• [TEXT BLOCK]:

UKTC Archive

RE: Biodisc effluent - impact to trees?

Subject: RE: Biodisc effluent - impact to trees?
From: "Phillip Ellis"
Date: Dec 21 2017 12:18:11
Must be the lanolin that gives it the smell.

From Wikipedia:
Plasticine is approximately 65% bulking agent, (principally gypsum), 10% 
petroleum jelly, 5% lime and 10% lanolin and stearic acid. It cannot be 
hardened by firing, melts when exposed to heat, and is flammable at higher 
temperature.



-----Original Message-----
From: uktc-request@xxxxxx.tree-care.info 
[mailto:uktc-request@xxxxxx.tree-care.info] On Behalf Of Bill Anderson
Sent: Thursday, December 21, 2017 12:09 PM
To: UK Tree Care <uktc@xxxxxx.tree-care.info>
Subject: Re: Biodisc effluent - impact to trees?

I'd have thought that the liquid would be a problem even if it was just 
water; wouldn't that lead to anaerobic conditions and root death?

Smells like plasticine? As a child I was convinced plasticine was made out of 
sewage waste, largely on account of the odour when we went past the treatment 
plant in the Lower Don Valley!

Bill.

On 21 December 2017 at 11:51, Jerry Ross <trees@xxxxxxxxxx.co.uk> wrote:

It strikes me that making an application of sewage sludge is one 
thing; providing a supply of 1-2 cubic metres of nutrient rich liquid 
every day is another. I'd be surprised if it didn't adversely affect 
established trees down-slope. If nothing else, it would surely affect 
the mycorrhizae, would it not?

• [DATA FOR PROCESSING]:
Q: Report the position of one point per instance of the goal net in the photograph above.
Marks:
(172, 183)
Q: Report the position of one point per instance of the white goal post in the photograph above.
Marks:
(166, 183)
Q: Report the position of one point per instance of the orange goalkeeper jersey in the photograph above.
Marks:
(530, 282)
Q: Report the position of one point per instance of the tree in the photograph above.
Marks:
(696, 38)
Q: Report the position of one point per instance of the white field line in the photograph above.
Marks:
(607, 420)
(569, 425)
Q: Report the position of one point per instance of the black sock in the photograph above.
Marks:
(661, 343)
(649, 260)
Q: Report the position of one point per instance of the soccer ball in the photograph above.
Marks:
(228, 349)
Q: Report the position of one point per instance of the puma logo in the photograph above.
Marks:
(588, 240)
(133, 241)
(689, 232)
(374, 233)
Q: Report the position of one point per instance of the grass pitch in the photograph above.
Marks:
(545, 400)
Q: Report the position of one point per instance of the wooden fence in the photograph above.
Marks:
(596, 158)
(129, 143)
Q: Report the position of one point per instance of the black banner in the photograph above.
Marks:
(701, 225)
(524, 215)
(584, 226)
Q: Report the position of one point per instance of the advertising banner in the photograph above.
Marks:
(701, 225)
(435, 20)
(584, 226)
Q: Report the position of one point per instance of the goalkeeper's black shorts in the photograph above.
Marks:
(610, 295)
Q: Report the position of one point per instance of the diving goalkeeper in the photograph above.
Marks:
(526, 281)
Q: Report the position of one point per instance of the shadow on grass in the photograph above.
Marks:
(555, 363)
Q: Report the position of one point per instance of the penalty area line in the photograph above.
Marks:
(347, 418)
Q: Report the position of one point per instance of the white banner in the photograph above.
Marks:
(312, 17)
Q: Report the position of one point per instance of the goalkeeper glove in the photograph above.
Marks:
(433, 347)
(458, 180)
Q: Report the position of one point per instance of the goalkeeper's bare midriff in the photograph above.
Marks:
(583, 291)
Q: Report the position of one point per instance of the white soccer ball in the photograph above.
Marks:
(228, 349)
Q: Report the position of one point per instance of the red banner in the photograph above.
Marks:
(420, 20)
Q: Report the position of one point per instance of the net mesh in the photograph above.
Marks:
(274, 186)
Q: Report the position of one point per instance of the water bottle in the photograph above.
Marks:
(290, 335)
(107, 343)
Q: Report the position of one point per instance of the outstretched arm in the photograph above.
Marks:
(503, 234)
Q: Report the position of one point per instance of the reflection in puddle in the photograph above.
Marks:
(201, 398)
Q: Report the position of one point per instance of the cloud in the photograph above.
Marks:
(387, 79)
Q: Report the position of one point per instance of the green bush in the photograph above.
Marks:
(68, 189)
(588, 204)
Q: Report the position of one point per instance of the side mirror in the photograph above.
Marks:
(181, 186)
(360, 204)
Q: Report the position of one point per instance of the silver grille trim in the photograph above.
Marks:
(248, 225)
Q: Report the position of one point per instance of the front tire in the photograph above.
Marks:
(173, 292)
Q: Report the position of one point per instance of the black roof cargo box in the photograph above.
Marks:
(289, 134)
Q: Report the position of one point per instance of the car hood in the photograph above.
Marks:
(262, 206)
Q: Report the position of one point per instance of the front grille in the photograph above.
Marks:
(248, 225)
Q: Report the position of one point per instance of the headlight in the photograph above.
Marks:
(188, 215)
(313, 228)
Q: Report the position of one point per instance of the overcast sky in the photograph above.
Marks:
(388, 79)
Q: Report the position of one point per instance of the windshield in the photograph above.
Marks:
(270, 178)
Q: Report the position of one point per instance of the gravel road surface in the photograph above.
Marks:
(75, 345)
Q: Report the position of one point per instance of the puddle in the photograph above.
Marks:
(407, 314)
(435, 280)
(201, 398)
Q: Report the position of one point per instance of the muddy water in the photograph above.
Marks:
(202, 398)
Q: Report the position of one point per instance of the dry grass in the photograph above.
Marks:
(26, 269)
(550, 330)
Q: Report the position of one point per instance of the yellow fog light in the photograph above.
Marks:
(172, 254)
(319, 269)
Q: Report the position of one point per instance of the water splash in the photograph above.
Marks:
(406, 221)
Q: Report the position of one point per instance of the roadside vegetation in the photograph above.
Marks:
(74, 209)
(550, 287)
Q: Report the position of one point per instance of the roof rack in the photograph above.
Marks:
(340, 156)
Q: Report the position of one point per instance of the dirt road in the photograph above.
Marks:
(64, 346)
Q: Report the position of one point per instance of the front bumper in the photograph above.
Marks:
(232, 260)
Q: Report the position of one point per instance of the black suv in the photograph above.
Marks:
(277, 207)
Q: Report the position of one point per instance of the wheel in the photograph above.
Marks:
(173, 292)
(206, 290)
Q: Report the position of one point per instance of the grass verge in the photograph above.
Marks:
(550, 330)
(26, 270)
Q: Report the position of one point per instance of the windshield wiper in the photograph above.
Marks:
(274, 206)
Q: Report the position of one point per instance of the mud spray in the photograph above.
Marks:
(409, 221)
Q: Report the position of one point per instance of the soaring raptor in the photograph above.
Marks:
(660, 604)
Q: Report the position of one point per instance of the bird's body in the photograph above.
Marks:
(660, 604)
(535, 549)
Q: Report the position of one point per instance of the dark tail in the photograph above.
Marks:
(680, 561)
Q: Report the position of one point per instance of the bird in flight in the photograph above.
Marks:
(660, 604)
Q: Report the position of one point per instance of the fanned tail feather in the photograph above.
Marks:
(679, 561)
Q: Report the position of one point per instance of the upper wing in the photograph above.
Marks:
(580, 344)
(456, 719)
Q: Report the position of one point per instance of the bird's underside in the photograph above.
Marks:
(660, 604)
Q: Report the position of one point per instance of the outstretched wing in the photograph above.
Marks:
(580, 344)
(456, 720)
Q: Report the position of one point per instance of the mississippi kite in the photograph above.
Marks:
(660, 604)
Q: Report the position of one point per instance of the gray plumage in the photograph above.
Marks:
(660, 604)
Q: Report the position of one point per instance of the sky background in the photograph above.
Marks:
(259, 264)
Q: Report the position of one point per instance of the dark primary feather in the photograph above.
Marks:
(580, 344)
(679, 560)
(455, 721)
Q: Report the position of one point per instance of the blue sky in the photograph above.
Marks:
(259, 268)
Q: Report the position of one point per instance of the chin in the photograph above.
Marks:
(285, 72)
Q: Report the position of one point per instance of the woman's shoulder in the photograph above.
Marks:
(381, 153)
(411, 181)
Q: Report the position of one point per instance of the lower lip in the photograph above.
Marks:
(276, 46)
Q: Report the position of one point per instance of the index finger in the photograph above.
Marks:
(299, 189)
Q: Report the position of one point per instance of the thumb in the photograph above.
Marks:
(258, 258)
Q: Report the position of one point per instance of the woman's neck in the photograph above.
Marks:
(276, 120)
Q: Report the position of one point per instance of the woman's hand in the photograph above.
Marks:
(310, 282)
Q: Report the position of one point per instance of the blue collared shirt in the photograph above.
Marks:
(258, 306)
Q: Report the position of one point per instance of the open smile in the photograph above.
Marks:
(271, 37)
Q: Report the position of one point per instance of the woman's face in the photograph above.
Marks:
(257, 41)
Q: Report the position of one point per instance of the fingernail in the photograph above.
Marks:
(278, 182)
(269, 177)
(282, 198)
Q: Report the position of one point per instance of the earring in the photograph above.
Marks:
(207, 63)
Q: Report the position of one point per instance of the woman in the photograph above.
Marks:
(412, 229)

• [WORK TO DO]:
1. Reproduce the part of the biodisc effluent thread between "I'd have thought" and "Lower Don Valley!", inclusive.
2. Collect every line in the records that contains the string "ball".

• [ANSWERS TO THE EXERCISES]:
1.
I'd have thought that the liquid would be a problem even if it was just 
water; wouldn't that lead to anaerobic conditions and root death?

Smells like plasticine? As a child I was convinced plasticine was made out of 
sewage waste, largely on account of the odour when we went past the treatment 
plant in the Lower Don Valley!

2.
Q: Report the position of one point per instance of the soccer ball in the photograph above.
Q: Report the position of one point per instance of the white soccer ball in the photograph above.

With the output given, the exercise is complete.